## What is expected
Lines from the one containing "Identify the overcast" to the end of the entries below must be reproduced exactly, with both end lines kept and no other line added.

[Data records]
»»

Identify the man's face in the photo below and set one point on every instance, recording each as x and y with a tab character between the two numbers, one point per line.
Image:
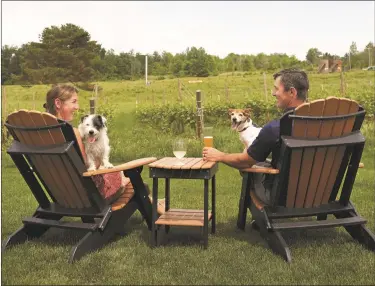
283	98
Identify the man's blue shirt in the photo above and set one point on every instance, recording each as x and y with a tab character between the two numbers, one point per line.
267	142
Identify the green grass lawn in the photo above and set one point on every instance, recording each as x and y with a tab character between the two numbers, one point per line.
326	256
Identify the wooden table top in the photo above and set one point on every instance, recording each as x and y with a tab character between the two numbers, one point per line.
189	163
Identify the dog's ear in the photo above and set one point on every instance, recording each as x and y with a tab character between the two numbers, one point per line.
83	117
247	112
102	120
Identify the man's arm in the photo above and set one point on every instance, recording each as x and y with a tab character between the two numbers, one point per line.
237	160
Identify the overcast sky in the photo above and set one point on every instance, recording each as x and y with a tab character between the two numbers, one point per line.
219	27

««

## Response to this task
Identify the overcast sky in the photo above and set one point on every instance, recording each as x and y with a tab character between the two numbers, one point per line.
219	27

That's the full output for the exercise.